- [Problem description] Change every "concrete tarmac" to "asphalt apron" in the material from its first line through the line containing "Now the concrete". Return only those lines, with nothing else altered.

- [Material shown]
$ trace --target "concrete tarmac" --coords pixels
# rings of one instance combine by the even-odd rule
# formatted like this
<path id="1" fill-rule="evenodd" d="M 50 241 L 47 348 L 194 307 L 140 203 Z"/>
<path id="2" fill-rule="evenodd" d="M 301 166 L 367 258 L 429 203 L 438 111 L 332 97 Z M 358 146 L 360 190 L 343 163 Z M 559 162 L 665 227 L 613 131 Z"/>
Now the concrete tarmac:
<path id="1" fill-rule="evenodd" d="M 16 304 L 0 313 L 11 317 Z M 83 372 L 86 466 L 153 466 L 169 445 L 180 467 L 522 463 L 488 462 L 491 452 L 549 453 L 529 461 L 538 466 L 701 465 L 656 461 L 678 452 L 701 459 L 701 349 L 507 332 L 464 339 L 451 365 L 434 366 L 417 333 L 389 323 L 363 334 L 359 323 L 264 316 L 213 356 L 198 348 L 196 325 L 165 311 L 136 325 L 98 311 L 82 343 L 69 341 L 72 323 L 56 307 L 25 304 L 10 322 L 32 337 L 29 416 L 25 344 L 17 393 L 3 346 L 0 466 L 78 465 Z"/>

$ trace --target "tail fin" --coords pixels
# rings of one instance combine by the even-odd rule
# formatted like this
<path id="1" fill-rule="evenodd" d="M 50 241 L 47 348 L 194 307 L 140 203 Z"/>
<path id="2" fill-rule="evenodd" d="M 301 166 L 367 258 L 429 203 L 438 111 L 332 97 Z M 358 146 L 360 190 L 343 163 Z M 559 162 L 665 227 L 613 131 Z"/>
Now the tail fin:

- [Response to the task]
$ trace --target "asphalt apron" --coords pixels
# rings of one instance combine by the even-odd rule
# formatted like this
<path id="1" fill-rule="evenodd" d="M 50 241 L 47 348 L 194 307 L 140 203 Z"/>
<path id="2" fill-rule="evenodd" d="M 301 166 L 367 258 L 429 203 L 438 111 L 332 97 Z M 358 146 L 360 190 L 343 163 Z M 559 162 L 665 227 L 613 131 Z"/>
Now the asphalt apron:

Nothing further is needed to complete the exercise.